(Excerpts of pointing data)
================
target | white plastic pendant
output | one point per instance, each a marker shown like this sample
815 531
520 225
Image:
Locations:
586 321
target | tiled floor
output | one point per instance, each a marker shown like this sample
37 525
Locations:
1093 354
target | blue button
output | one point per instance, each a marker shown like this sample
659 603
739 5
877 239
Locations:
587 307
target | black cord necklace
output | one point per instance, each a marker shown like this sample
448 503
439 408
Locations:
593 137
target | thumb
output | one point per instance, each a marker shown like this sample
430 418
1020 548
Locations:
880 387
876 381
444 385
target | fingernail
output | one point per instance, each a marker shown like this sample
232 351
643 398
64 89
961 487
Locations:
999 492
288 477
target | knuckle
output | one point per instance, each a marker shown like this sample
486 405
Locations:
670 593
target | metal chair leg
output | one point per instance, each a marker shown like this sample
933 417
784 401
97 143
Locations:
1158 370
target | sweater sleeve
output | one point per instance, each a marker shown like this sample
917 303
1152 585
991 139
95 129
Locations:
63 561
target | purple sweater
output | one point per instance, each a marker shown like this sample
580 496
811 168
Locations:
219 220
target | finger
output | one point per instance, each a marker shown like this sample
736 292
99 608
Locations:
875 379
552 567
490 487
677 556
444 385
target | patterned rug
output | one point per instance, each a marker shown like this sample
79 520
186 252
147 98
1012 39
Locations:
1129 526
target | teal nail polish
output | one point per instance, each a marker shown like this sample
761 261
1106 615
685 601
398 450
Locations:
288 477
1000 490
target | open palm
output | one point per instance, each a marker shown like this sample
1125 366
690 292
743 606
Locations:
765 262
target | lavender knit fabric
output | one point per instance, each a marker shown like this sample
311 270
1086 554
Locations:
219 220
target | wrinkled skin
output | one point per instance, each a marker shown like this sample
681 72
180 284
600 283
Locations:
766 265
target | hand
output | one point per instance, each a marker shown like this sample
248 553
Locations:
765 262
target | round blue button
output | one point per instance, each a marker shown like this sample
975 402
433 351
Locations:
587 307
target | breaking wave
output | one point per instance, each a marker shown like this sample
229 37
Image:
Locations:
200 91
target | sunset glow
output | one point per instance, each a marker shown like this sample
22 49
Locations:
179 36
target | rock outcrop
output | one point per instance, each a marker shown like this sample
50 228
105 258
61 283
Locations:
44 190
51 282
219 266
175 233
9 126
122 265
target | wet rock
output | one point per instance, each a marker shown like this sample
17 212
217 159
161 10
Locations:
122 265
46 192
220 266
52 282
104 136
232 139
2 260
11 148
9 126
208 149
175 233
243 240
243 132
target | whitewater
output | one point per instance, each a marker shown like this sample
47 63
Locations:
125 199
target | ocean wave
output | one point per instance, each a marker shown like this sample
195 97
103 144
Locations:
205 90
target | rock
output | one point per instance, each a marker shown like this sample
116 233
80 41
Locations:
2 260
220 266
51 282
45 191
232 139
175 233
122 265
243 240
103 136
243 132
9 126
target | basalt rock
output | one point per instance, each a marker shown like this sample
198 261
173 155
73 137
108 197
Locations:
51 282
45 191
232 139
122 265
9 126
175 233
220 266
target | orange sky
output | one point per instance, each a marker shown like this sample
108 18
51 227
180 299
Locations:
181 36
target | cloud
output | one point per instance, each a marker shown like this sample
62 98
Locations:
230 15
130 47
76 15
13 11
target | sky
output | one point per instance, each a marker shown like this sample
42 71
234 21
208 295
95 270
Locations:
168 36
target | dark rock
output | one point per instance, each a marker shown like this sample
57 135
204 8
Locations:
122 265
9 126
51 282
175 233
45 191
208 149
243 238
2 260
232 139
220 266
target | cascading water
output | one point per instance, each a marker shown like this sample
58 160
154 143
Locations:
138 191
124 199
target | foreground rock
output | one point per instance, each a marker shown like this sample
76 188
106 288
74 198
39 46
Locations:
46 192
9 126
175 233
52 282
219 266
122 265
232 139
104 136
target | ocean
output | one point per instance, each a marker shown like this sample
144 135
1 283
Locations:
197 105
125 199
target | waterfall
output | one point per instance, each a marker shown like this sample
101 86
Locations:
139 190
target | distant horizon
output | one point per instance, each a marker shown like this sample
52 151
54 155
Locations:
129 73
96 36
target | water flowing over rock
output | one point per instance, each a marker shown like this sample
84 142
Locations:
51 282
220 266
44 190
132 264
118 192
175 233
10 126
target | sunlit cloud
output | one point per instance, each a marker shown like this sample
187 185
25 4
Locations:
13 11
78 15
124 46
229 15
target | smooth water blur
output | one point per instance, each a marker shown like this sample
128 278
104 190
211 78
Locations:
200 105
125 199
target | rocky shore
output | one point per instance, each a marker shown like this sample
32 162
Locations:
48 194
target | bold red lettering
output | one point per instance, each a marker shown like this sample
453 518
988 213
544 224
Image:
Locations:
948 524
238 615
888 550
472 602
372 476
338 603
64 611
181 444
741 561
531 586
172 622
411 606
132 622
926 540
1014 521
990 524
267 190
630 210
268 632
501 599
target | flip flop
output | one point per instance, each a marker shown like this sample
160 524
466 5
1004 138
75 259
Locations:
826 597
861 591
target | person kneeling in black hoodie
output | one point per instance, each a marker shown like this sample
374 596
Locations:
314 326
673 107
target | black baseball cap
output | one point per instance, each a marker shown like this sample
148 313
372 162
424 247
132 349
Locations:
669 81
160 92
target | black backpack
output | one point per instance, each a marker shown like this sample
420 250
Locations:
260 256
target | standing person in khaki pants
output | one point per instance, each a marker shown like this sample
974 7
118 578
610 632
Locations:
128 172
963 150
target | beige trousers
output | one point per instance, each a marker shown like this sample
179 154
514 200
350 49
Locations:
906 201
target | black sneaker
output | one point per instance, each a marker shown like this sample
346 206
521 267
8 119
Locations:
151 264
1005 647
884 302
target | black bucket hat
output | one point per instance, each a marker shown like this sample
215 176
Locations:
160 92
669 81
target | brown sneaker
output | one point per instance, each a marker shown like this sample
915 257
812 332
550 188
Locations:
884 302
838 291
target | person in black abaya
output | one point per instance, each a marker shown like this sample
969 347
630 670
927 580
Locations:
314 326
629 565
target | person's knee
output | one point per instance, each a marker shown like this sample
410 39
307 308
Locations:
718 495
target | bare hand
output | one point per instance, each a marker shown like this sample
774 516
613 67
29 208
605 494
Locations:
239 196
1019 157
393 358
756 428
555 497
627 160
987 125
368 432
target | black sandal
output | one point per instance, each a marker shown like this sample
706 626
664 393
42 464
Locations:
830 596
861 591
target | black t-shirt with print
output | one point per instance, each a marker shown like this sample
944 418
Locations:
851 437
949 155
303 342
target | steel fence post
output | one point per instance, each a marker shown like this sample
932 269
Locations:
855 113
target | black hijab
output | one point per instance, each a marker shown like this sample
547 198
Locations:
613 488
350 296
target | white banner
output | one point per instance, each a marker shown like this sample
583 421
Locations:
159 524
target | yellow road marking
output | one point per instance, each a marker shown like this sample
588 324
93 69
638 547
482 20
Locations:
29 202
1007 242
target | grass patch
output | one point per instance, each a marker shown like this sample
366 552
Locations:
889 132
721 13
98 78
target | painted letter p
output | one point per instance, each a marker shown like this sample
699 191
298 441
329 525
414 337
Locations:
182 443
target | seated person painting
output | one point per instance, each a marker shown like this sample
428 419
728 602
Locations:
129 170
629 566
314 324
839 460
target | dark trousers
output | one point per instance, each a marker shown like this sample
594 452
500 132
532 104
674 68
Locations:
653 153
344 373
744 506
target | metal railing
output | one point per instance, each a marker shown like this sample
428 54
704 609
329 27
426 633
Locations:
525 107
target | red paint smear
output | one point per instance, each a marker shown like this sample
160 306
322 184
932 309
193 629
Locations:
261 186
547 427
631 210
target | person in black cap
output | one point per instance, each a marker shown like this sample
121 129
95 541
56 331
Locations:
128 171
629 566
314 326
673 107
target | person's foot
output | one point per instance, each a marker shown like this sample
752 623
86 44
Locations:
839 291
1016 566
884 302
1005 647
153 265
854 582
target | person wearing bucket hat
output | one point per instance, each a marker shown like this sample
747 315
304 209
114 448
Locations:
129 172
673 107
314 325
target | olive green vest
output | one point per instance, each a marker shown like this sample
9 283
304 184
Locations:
================
__Stated problem__: Word for word, quote the lines from the line containing "target | person's foot" through the end of the material, both included, and nothing else.

__Solution__:
target | person's foot
output | one point per instance, each a marker shown like this sample
752 623
86 44
Locations:
839 291
1016 566
884 302
1005 647
153 265
854 582
target | person wearing bucket hat
output | one point per instance, each a marker shown like this sample
747 315
304 209
114 448
Locations:
129 172
673 107
314 325
target | olive green vest
output | one point per instance, each a marker shown like this sample
9 283
304 184
Locations:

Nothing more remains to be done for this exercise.